begin Information shown

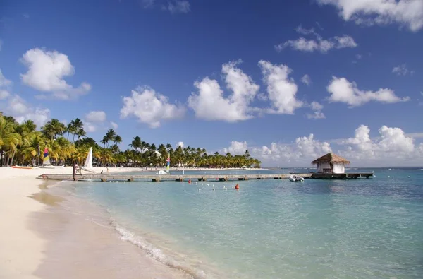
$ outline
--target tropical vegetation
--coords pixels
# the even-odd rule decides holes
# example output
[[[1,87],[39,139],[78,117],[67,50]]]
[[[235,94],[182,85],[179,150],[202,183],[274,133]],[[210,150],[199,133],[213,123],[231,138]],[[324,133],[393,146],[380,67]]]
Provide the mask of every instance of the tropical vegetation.
[[[133,138],[128,148],[119,147],[122,138],[113,129],[99,141],[87,137],[80,119],[65,125],[51,119],[38,130],[32,120],[22,123],[0,112],[0,165],[37,165],[42,163],[43,150],[49,150],[53,165],[83,164],[92,148],[94,165],[147,167],[164,167],[171,156],[171,167],[259,167],[260,161],[248,150],[243,155],[230,153],[209,154],[204,148],[178,146],[169,143],[146,143],[138,136]]]

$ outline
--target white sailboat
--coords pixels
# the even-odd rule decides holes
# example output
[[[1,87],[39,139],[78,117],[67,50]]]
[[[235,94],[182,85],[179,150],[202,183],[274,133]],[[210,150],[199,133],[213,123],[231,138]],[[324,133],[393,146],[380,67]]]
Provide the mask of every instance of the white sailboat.
[[[49,157],[49,150],[47,149],[47,148],[45,148],[44,151],[44,158],[42,160],[42,165],[39,166],[38,167],[41,167],[43,169],[59,169],[60,167],[63,167],[64,165],[54,166],[51,165],[51,163],[50,162],[50,158]]]
[[[168,175],[170,174],[169,173],[169,169],[171,167],[171,154],[168,153],[168,158],[166,160],[166,172],[164,170],[159,170],[159,172],[157,172],[157,174],[159,175]]]
[[[90,151],[88,151],[88,155],[87,156],[87,159],[85,159],[85,163],[84,166],[81,167],[83,170],[90,172],[95,172],[94,170],[92,170],[92,148],[90,148]]]

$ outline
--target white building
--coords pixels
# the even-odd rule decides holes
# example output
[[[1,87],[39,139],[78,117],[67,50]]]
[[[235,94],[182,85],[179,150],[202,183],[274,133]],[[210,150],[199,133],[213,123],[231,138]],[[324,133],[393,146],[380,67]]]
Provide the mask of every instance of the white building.
[[[313,165],[317,165],[317,172],[319,173],[345,173],[345,165],[349,165],[350,161],[333,153],[328,153],[319,159],[312,162]]]

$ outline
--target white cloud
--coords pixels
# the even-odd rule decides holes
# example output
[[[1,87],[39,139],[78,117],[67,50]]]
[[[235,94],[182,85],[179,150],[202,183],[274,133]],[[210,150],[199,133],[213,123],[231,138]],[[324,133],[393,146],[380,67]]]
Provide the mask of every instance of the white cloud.
[[[0,100],[7,99],[10,95],[8,91],[0,90]]]
[[[23,83],[39,91],[51,92],[56,99],[75,99],[91,90],[87,83],[78,88],[66,83],[63,78],[73,76],[75,69],[68,56],[57,51],[30,49],[20,61],[28,68],[27,72],[20,75]]]
[[[192,93],[188,97],[188,106],[194,110],[196,117],[228,122],[254,117],[252,112],[257,109],[251,107],[250,104],[259,86],[237,67],[240,63],[239,60],[222,66],[226,88],[232,92],[228,97],[223,96],[223,91],[216,80],[207,77],[194,83],[198,93]]]
[[[0,70],[0,109],[6,114],[16,119],[19,123],[31,119],[41,127],[50,119],[50,110],[39,107],[32,107],[18,95],[12,95],[8,89],[12,82],[6,78]]]
[[[302,78],[301,78],[301,82],[309,85],[312,83],[312,79],[309,75],[305,74],[302,76]]]
[[[0,69],[0,88],[6,88],[11,85],[12,82],[3,76],[3,73]]]
[[[50,119],[49,109],[32,107],[18,95],[9,96],[4,112],[15,117],[19,123],[32,120],[39,128]]]
[[[344,20],[357,24],[386,25],[396,23],[417,32],[423,27],[422,0],[317,0],[336,6]]]
[[[90,112],[85,115],[85,121],[88,122],[104,122],[106,118],[106,112],[103,111]]]
[[[190,2],[186,0],[176,0],[170,1],[168,6],[164,6],[164,10],[167,10],[172,13],[187,13],[191,11]]]
[[[312,102],[310,104],[310,107],[313,111],[312,114],[307,113],[306,114],[307,118],[309,119],[321,119],[326,118],[326,116],[321,110],[323,109],[323,105],[320,104],[318,102]]]
[[[342,153],[350,158],[377,161],[391,158],[397,160],[413,158],[415,153],[414,138],[406,135],[400,128],[390,128],[385,125],[379,129],[379,136],[371,138],[370,129],[361,125],[355,130],[354,138],[341,143],[346,146]],[[423,155],[423,153],[420,154]]]
[[[111,128],[114,129],[115,130],[119,128],[119,125],[118,125],[114,121],[110,122],[110,126],[111,126]]]
[[[259,66],[263,73],[263,82],[267,85],[269,100],[272,107],[269,113],[293,114],[295,110],[302,107],[303,103],[295,98],[298,87],[294,80],[289,78],[292,70],[287,66],[274,65],[261,60]]]
[[[309,165],[310,162],[324,154],[331,152],[331,146],[327,142],[320,142],[314,139],[311,133],[308,137],[299,137],[293,144],[271,143],[269,147],[253,148],[252,157],[257,158],[269,164],[275,162],[293,162],[302,165]]]
[[[221,153],[226,154],[228,152],[233,155],[243,155],[248,150],[248,144],[246,141],[231,141],[228,148],[223,148]]]
[[[131,95],[123,99],[121,118],[135,117],[139,122],[151,128],[160,126],[164,120],[182,118],[185,109],[178,104],[171,104],[168,97],[145,86],[131,91]]]
[[[97,129],[98,127],[96,124],[86,120],[84,121],[84,130],[85,130],[87,133],[94,133],[97,130]]]
[[[301,25],[300,25],[300,26],[298,26],[297,28],[295,28],[295,31],[297,31],[298,33],[302,34],[302,35],[309,35],[309,34],[317,35],[317,33],[314,32],[314,28],[305,29],[302,28],[302,26]]]
[[[408,73],[412,76],[414,71],[409,71],[406,64],[402,64],[396,67],[393,67],[392,72],[398,76],[407,76]]]
[[[396,96],[393,90],[388,88],[380,88],[376,92],[362,91],[357,88],[355,82],[350,83],[345,78],[333,77],[327,87],[331,94],[329,102],[341,102],[348,104],[350,107],[357,107],[370,101],[383,103],[407,102],[409,97],[400,98]]]
[[[262,161],[262,165],[278,164],[285,166],[306,167],[314,159],[329,152],[350,160],[355,166],[422,165],[423,164],[423,143],[415,143],[415,137],[405,134],[400,128],[382,126],[379,136],[370,136],[370,129],[361,125],[354,137],[341,141],[319,141],[313,134],[299,137],[293,143],[271,143],[250,148],[252,156]],[[334,148],[329,143],[338,148]]]
[[[344,35],[341,37],[336,36],[329,39],[323,39],[314,29],[309,30],[302,29],[301,25],[296,29],[297,32],[304,34],[313,34],[316,40],[307,40],[302,37],[297,40],[289,40],[282,44],[274,46],[278,52],[281,52],[287,47],[294,50],[305,52],[313,52],[315,51],[326,53],[332,49],[343,49],[357,47],[357,44],[351,36]]]

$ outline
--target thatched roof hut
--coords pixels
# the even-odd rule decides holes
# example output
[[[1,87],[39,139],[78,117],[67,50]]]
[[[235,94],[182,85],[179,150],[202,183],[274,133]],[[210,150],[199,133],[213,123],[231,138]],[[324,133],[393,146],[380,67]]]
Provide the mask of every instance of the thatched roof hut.
[[[317,172],[345,173],[345,165],[350,161],[334,153],[328,153],[312,162],[317,165]]]

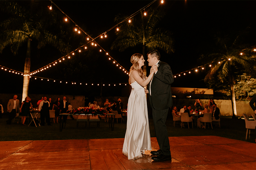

end Information shown

## [Stated problem]
Count the lines in the entries above that contain the string "cloud". Give only the number.

## [The completed task]
2